_Extracted text_:
# Any Fiber Glass EXPERTS Out There?



## NativeBone (Aug 16, 2017)

Kyle_Alexander said:


> Hey anyone that can help,
> 
> Im looking into buying the imemsa 23 panga with a bare hull.
> 
> ...


Check out this thread. Perhaps send a DM to the owner for detailed info?








17.5 ft Panga restore.


Lots of grinding done. Lots of glasswork ahead. Boat is rough, but I have wanted a Panga for a long time and im gonna make it how i want it. (




www.microskiff.com


----------



## Kyle_Alexander (Jun 10, 2020)

NativeBone said:


> Check out this thread. Perhaps send a DM to the owner for detailed info?
> 
> 
> 
> ...


thanks but im looking more for someone who can do the glass work for me.


----------



## NativeBone (Aug 16, 2017)

Kyle_Alexander said:


> thanks but im looking more for someone who can do the glass work for me.


I recommend @JC Designs


----------



## Kyle_Alexander (Jun 10, 2020)

NativeBone said:


> I recommend @JC Designs



Thanks


----------



## DuckNut (Apr 3, 2009)

I recommend Drifter.

He is in southwest Montana.


----------



## JC Designs (Apr 5, 2020)

I’m about 8hrs away from ya, but I can do it. Or, you can give Tom a call at the Skiff shop. The guys at South Dade skiffs might be interested as well?


----------



## Kyle_Alexander (Jun 10, 2020)

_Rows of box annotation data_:
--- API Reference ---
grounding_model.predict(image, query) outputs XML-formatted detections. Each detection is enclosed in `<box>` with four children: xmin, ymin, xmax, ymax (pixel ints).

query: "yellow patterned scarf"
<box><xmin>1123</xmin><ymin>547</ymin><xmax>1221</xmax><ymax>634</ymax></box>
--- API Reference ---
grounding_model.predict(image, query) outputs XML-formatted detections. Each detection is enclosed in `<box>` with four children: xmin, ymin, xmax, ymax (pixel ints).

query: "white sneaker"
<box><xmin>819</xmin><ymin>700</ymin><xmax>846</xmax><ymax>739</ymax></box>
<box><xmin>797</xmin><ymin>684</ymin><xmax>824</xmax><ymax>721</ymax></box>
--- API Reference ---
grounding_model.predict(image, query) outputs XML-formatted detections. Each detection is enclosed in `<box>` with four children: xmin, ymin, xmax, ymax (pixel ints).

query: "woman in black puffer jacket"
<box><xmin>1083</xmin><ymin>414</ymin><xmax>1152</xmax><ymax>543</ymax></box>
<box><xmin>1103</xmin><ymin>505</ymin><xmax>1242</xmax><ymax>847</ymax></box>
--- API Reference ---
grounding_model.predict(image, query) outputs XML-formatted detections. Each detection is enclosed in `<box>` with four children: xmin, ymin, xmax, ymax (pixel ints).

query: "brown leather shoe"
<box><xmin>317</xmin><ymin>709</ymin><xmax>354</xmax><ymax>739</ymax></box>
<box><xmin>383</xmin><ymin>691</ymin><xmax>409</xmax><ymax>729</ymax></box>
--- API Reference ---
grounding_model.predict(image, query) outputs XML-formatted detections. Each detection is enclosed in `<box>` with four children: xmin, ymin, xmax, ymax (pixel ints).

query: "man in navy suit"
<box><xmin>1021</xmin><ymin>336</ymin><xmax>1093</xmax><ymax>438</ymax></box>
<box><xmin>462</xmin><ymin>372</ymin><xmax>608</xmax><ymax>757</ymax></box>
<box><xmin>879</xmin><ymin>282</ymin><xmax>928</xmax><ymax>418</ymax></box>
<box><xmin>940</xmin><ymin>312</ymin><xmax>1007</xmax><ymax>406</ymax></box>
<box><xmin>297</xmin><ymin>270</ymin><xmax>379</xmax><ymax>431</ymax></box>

_To be done_:
1. In the fiberglass forum thread, what boat is Kyle_Alexander looking into buying?
2. Pick up the fiberglass forum thread from its last line by writing the post that follows.
These records come from a separate source.

_Exercise answers_:
1. An Imemsa 23 panga with a bare hull.

2.
JC Designs said:


> I’m about 8hrs away from ya, but I can do it. Or, you can give Tom a call at the Skiff shop. The guys at South Dade skiffs might be interested as well?


Ok thanks I’m going to contact the guy at south dade skiffs because he lives in same neighborhood. Will let you k ow if it does not work out


----------



## DuckNut (Apr 3, 2009)

jackson man said:


> Montana is a long way from Miami. James at JC Designs would get my vote if for nothing else but his proximity to Kyle. I'm sure that your support of Drifter is spot on.


Thanks Jackson but I guess you did not find the humor in my post. I made the comment based on the furthest person that I know based on my location. Merely trying to point out that Kyle did not say where he was located. Without such pertinent information it is difficult to make a recommendation.

JC is very competent but still too far of a drive for the work. Plenty of guys in Miami area that can do that work.

I have no idea if drifter knows how to work on boats, as I said I simply used him because I didn't know any members in Alaska.


----------



## JC Designs (Apr 5, 2020)

jackson man said:


> Montana is a long way from Miami. James at JC Designs would get my vote if for nothing else but his proximity to Kyle. I'm sure that your support of Drifter is spot on.





DuckNut said:


> Thanks Jackson but I guess you did not find the humor in my post. I made the comment based on the furthest person that I know based on my location. Merely trying to point out that Kyle did not say where he was located. Without such pertinent information it is difficult to make a recommendation.
> 
> JC is very competent but still too far of a drive for the work. Plenty of guys in Miami area that can do that work.
> 
> I have no idea if drifter knows how to work on boats, as I said I simply used him because I didn't know any members in Alaska.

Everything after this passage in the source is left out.